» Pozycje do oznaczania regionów

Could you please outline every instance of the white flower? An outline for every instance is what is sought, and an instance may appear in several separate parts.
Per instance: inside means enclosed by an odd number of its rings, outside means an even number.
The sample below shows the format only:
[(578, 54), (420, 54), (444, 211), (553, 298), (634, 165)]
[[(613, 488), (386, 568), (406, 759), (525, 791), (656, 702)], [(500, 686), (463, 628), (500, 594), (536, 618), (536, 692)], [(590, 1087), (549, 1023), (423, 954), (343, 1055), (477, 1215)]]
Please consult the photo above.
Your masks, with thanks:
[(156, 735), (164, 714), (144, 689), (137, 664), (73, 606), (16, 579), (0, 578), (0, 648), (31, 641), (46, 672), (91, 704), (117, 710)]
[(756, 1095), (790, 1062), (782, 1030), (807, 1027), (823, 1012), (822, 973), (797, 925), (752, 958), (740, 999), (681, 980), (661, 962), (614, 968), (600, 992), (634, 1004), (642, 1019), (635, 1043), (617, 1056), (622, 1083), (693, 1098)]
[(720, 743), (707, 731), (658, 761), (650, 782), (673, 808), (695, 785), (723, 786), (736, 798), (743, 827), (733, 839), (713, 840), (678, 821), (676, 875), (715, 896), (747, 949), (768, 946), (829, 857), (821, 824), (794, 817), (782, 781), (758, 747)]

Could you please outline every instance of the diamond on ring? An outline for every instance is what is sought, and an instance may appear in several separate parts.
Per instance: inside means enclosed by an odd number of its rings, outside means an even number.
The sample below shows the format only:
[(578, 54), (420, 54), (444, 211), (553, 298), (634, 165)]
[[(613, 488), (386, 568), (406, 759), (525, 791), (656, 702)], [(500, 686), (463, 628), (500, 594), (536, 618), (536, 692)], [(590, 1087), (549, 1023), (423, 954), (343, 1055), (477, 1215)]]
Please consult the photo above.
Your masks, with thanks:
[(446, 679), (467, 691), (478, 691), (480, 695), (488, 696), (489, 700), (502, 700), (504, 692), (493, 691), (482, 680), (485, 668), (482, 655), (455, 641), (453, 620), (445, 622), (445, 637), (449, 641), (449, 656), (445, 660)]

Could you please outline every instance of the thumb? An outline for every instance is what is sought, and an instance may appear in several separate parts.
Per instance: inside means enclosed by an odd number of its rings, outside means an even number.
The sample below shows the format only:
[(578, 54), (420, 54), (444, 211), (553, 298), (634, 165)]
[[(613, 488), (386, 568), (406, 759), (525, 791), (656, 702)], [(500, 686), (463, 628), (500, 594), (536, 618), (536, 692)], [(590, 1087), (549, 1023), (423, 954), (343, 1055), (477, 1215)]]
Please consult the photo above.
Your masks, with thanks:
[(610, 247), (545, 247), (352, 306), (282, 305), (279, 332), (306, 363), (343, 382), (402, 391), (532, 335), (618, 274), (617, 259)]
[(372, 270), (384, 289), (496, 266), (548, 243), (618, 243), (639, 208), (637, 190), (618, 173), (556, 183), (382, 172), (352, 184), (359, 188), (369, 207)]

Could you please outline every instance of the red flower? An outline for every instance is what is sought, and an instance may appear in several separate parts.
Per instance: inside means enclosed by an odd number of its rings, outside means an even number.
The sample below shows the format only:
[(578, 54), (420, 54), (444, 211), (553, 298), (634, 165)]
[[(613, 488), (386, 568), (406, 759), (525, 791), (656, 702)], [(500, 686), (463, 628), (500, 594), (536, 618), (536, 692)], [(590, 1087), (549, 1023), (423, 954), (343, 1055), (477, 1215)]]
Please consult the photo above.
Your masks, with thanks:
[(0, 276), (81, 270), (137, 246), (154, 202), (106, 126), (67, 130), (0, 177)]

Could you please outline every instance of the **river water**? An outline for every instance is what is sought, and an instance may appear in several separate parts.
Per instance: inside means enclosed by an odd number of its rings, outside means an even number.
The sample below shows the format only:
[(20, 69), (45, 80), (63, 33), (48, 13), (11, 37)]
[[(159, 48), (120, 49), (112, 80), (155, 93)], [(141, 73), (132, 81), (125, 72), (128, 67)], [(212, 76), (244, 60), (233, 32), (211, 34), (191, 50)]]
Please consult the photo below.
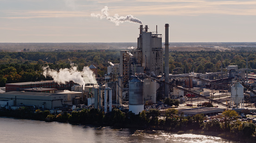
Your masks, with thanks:
[(0, 143), (235, 143), (220, 137), (163, 131), (154, 133), (128, 129), (0, 118)]

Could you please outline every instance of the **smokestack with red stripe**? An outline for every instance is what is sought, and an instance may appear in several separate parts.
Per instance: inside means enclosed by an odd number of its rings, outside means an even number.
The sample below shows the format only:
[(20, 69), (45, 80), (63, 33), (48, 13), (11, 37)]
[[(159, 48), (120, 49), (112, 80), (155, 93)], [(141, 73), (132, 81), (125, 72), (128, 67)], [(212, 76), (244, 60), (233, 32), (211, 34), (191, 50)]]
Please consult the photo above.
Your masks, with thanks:
[[(165, 43), (164, 53), (164, 80), (169, 82), (169, 24), (165, 24)], [(164, 97), (169, 97), (169, 86), (166, 84), (164, 86)]]

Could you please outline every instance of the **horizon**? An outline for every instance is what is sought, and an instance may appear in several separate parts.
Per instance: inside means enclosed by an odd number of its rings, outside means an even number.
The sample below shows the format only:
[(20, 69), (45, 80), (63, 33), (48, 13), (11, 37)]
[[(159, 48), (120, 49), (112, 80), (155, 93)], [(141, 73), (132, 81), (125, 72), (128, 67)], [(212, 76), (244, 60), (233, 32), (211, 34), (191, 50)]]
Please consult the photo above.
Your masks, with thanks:
[(256, 42), (256, 1), (251, 0), (0, 3), (0, 43), (136, 42), (141, 23), (150, 32), (157, 25), (163, 39), (169, 23), (171, 43)]

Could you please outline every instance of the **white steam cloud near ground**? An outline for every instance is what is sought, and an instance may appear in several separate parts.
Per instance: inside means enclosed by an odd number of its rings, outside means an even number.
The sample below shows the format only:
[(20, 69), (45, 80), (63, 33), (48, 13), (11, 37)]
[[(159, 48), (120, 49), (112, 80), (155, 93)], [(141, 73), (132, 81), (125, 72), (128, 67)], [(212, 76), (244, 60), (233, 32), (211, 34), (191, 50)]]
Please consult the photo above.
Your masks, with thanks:
[(95, 74), (88, 67), (84, 67), (81, 71), (77, 70), (77, 67), (73, 65), (70, 69), (61, 69), (58, 71), (50, 69), (49, 66), (42, 68), (45, 77), (52, 77), (53, 80), (59, 84), (71, 80), (80, 86), (84, 86), (87, 83), (97, 83)]
[(119, 16), (118, 14), (115, 14), (113, 17), (111, 17), (108, 13), (108, 8), (105, 6), (105, 8), (101, 10), (101, 14), (95, 14), (91, 13), (91, 16), (94, 17), (100, 18), (100, 19), (106, 18), (106, 19), (116, 23), (116, 25), (118, 26), (120, 23), (122, 23), (125, 22), (129, 22), (132, 23), (137, 23), (142, 24), (142, 22), (139, 19), (135, 18), (131, 15), (127, 15), (125, 17)]

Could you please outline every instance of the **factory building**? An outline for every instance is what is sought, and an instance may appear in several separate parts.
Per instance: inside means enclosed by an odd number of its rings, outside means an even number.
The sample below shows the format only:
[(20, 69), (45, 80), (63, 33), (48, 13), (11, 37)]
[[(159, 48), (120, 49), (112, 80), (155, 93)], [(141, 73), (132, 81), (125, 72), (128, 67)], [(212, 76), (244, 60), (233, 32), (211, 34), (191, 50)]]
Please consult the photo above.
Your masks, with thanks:
[(74, 83), (72, 81), (60, 84), (53, 81), (53, 80), (45, 80), (35, 82), (25, 82), (6, 84), (6, 92), (22, 91), (25, 89), (48, 88), (55, 88), (57, 90), (70, 90)]
[[(54, 109), (66, 107), (70, 104), (79, 104), (81, 97), (81, 92), (72, 92), (55, 93), (10, 92), (0, 94), (0, 100), (13, 101), (14, 106), (31, 106), (43, 109)], [(5, 105), (1, 105), (3, 106)]]
[[(156, 32), (148, 32), (148, 25), (144, 28), (140, 26), (139, 36), (137, 38), (137, 47), (132, 49), (131, 54), (137, 61), (132, 61), (134, 73), (144, 73), (152, 75), (162, 75), (163, 74), (162, 34)], [(143, 72), (136, 69), (144, 69)]]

» Zadanie
Przepisz wiernie wiersze, zaczynając od wiersza zawierającego „Could you please outline every instance of the **river” i kończąc na wierszu zawierającym „129), (0, 118)]”, oba włącznie. W odpowiedzi pomiń obrazy.

» Oczekiwana odpowiedź
Could you please outline every instance of the **river water**? An outline for every instance is what is sought, and an instance may appear in several separate parts.
Per instance: inside means enclosed by an odd number of its rings, outside means an even number.
The sample below shows the format only:
[(20, 69), (45, 80), (63, 33), (48, 13), (11, 37)]
[[(159, 48), (120, 49), (112, 80), (155, 93)], [(141, 73), (132, 81), (125, 72), (128, 67)], [(212, 76), (244, 60), (233, 32), (211, 34), (191, 50)]]
Please consult the photo below.
Your masks, with thanks:
[(0, 143), (235, 143), (220, 137), (163, 131), (154, 133), (128, 129), (0, 118)]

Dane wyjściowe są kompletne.